**TASK GOAL:**
Work out how many lines of the material below contain the word "yellow", and reply with only that number.

Bounding box annotation entries
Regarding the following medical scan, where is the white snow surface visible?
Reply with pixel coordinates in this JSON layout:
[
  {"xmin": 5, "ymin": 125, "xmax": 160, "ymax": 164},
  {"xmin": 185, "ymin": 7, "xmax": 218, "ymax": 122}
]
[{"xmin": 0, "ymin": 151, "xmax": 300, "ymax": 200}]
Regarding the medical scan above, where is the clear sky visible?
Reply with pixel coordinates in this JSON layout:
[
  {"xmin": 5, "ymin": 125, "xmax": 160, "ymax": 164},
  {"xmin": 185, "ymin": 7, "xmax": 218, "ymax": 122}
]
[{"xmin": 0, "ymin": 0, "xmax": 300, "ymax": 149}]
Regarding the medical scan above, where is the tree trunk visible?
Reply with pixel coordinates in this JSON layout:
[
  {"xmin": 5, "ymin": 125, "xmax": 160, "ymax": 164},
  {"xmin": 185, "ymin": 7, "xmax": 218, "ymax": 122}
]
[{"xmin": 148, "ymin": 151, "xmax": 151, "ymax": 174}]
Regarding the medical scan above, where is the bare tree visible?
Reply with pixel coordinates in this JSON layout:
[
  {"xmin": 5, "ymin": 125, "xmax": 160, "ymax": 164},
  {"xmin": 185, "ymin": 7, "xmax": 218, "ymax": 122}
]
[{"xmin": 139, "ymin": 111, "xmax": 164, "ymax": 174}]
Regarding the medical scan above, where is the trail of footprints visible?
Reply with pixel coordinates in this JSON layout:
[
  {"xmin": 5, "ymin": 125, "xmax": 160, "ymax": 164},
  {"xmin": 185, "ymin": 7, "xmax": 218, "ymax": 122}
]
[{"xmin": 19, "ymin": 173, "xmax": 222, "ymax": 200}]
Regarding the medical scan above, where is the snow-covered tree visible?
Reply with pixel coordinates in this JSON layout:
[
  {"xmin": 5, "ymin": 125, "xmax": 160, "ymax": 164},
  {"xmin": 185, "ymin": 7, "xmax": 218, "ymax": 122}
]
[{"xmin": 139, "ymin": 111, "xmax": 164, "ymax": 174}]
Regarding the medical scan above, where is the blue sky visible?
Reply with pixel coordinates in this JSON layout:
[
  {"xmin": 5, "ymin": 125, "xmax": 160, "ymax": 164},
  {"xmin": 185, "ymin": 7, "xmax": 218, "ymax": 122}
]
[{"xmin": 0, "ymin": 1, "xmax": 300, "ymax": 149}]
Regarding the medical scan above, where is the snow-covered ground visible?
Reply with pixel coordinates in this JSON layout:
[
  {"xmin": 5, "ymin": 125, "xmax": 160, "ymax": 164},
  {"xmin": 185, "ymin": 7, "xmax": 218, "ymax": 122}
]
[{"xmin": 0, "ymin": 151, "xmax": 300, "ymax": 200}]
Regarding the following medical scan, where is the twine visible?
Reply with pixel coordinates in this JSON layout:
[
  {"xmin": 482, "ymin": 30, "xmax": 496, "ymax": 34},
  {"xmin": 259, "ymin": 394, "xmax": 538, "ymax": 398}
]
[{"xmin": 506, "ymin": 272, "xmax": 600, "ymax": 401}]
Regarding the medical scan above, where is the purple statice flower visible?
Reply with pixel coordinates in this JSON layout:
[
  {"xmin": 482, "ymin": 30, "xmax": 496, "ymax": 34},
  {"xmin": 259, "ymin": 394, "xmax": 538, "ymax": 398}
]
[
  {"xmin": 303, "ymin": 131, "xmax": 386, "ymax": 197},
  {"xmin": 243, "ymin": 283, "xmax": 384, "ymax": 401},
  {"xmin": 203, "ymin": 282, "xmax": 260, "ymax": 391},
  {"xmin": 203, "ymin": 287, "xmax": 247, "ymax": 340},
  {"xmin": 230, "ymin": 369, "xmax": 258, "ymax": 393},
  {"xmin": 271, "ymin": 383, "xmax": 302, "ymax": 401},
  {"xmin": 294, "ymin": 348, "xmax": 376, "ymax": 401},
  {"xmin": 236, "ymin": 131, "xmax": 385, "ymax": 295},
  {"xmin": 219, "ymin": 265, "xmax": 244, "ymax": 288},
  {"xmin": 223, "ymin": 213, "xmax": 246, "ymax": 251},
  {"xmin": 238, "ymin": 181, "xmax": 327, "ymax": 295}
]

==

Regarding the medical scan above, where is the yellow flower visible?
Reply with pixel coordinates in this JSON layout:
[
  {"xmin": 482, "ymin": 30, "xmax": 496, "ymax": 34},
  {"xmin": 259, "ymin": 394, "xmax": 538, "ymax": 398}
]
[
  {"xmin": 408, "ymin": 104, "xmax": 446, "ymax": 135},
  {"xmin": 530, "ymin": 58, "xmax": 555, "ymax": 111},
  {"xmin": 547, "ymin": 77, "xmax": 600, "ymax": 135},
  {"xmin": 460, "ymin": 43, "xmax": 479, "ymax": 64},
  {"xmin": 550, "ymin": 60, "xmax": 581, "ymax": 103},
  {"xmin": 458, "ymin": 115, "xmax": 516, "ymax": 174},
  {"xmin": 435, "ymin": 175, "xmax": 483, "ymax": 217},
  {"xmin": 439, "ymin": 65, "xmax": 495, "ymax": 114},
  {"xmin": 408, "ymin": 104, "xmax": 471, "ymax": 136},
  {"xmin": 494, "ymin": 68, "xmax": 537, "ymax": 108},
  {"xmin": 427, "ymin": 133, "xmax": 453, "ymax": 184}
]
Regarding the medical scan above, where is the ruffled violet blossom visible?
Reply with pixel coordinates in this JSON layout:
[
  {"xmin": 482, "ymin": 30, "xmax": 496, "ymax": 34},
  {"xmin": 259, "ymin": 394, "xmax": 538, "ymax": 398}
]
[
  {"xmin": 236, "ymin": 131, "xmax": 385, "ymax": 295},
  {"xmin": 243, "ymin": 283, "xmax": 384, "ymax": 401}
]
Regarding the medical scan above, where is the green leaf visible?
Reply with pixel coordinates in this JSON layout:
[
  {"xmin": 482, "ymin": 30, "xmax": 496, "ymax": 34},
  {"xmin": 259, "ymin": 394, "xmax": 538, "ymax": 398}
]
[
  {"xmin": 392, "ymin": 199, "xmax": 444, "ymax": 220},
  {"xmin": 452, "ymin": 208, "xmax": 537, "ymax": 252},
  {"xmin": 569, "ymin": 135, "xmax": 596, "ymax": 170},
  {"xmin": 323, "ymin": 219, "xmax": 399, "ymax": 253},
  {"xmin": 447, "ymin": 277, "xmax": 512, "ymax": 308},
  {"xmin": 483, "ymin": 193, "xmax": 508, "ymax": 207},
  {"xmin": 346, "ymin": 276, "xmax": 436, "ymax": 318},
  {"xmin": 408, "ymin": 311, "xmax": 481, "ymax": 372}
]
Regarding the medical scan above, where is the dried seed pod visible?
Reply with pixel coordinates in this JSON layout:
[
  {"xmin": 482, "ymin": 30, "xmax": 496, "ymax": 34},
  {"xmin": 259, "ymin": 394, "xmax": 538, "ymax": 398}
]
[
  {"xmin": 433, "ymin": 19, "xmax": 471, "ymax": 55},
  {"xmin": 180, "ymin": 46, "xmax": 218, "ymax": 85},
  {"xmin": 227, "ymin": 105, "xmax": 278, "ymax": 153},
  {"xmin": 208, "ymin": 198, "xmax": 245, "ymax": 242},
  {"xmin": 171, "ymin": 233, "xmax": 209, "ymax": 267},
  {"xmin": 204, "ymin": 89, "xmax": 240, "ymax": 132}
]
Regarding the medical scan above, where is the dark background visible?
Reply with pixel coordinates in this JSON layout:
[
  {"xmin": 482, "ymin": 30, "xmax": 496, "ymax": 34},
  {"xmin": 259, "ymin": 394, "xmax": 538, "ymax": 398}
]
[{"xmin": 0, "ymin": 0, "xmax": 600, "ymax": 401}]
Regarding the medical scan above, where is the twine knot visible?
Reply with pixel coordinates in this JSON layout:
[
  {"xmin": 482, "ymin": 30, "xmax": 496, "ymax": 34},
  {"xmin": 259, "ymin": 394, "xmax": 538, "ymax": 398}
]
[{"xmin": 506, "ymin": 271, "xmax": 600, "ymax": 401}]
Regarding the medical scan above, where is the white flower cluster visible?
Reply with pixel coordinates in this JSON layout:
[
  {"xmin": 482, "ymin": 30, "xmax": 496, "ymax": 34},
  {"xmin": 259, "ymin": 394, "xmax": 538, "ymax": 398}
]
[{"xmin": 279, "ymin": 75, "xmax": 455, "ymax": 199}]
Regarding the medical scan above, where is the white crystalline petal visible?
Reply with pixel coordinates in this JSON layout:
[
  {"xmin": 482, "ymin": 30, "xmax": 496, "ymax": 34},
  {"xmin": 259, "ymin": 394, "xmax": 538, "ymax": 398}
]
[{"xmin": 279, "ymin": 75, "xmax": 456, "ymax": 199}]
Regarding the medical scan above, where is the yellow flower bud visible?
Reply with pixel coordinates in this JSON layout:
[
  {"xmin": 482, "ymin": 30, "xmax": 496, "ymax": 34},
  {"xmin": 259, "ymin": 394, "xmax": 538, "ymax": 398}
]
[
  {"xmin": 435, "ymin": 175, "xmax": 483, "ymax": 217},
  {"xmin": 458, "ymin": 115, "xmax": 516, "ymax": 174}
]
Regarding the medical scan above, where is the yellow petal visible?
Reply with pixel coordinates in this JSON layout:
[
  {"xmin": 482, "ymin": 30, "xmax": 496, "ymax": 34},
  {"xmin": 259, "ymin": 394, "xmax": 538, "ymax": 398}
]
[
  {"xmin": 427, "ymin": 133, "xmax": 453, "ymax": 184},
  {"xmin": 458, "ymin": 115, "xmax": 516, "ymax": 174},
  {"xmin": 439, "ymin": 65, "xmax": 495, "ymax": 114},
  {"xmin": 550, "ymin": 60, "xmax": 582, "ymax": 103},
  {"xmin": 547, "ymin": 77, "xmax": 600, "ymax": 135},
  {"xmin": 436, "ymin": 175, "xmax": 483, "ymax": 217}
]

--

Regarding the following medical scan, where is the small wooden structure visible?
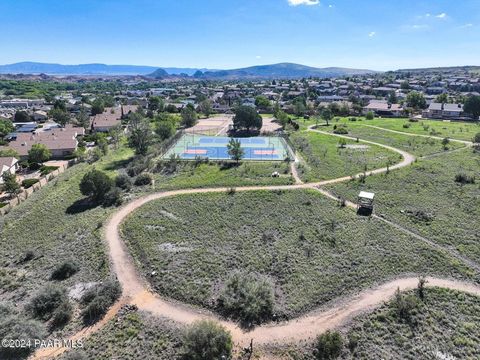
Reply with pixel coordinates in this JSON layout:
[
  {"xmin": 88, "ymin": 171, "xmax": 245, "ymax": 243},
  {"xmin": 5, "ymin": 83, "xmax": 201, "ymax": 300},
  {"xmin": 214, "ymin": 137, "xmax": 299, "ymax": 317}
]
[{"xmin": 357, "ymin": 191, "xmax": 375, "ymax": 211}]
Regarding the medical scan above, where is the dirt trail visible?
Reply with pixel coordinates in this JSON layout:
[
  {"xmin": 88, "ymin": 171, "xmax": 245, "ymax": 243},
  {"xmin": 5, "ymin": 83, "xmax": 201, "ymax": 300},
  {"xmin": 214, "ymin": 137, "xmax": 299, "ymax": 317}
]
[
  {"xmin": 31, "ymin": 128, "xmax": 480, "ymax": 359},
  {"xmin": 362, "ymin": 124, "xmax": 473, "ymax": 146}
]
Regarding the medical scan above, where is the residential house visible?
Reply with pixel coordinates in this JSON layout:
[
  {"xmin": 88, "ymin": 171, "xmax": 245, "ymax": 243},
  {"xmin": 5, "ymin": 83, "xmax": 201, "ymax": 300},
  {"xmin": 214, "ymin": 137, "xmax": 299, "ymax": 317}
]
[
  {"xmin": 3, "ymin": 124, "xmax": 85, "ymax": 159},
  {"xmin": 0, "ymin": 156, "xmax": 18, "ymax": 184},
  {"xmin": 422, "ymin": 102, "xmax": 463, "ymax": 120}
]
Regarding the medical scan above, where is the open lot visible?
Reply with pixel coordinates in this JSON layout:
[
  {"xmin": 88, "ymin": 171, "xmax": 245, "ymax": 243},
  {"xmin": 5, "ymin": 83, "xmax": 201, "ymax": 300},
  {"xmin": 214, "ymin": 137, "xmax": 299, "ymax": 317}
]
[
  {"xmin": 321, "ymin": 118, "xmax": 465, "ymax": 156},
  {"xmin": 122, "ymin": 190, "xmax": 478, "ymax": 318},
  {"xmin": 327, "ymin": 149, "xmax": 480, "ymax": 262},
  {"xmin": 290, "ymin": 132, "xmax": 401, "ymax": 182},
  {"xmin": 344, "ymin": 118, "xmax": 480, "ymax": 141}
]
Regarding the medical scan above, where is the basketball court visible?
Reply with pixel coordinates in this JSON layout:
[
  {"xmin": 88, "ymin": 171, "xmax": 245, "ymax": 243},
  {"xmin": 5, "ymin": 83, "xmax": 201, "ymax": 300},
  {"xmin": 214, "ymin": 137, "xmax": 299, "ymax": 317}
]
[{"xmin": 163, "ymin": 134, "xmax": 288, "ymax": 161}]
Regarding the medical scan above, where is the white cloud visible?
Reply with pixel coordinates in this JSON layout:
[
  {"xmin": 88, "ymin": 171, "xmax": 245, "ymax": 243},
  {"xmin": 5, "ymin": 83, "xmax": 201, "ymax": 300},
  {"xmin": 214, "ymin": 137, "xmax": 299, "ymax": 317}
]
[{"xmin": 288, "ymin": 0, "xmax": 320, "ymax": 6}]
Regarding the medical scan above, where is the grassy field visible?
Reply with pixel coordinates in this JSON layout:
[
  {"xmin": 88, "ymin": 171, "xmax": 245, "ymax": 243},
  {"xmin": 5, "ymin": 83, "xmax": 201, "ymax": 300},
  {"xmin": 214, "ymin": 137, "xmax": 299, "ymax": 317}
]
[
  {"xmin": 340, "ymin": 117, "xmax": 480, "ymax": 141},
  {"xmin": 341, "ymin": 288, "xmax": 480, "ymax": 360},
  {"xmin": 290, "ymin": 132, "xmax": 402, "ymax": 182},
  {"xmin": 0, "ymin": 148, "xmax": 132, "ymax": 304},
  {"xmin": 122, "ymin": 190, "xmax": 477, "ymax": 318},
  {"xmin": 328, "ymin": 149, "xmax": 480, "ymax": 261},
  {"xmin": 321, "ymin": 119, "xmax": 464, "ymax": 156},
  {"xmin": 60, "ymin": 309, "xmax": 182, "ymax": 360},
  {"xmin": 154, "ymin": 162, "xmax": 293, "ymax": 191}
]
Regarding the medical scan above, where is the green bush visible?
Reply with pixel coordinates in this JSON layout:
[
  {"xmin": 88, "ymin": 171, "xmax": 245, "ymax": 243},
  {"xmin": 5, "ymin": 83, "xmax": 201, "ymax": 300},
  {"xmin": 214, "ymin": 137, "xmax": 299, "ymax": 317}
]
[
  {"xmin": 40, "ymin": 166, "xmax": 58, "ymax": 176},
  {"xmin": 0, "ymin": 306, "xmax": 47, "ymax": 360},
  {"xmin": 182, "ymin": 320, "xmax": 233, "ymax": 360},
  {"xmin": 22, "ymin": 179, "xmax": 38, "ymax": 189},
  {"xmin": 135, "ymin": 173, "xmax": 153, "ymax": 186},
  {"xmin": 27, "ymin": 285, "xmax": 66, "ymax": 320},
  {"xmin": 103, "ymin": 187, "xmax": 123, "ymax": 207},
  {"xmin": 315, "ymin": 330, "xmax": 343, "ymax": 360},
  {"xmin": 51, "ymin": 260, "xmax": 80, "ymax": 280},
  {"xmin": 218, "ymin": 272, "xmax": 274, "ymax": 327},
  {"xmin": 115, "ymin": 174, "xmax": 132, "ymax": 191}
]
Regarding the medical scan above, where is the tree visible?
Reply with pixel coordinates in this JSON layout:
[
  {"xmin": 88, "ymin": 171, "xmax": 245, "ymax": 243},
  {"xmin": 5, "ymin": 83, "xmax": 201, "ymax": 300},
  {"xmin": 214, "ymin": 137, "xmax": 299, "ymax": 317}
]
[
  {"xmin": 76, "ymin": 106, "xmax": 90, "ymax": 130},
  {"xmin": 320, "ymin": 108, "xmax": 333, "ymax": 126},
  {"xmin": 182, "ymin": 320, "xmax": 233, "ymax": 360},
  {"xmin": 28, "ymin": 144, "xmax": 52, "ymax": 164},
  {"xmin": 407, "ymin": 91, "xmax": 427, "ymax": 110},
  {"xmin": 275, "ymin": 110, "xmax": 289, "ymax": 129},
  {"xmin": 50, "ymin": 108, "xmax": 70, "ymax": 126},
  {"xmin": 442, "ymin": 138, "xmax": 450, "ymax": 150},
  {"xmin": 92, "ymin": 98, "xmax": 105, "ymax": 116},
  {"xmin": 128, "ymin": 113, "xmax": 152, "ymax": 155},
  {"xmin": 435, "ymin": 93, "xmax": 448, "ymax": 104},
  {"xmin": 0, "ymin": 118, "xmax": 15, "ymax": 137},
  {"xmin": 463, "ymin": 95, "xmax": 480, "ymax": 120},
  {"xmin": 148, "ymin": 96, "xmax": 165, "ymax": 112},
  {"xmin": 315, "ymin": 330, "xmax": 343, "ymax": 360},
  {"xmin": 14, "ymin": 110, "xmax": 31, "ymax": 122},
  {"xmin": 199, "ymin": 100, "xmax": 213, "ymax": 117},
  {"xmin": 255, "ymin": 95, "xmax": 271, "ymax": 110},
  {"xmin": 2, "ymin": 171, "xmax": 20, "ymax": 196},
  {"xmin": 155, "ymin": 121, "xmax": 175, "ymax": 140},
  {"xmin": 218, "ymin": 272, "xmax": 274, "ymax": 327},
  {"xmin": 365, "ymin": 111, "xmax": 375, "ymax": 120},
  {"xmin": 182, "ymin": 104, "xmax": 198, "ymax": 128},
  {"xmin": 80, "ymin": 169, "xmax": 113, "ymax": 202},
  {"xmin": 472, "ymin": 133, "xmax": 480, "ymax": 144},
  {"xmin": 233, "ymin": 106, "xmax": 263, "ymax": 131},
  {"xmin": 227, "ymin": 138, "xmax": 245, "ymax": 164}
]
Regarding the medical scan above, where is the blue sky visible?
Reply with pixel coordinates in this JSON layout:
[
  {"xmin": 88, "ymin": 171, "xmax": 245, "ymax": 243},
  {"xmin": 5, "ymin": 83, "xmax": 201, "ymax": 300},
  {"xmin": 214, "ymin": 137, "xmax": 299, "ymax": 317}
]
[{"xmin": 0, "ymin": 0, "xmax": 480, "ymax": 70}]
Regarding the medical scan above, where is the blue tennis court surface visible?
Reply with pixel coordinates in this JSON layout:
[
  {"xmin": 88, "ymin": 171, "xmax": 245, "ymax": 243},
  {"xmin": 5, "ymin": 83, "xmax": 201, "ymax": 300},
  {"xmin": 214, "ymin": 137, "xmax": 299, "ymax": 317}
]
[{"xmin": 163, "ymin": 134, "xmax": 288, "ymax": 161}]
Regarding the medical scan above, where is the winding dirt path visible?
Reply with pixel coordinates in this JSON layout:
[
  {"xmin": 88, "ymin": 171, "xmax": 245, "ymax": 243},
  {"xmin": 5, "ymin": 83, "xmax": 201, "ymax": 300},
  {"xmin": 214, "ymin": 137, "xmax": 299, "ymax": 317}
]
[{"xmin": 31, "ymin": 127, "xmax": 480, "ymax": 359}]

**RESULT BELOW:**
3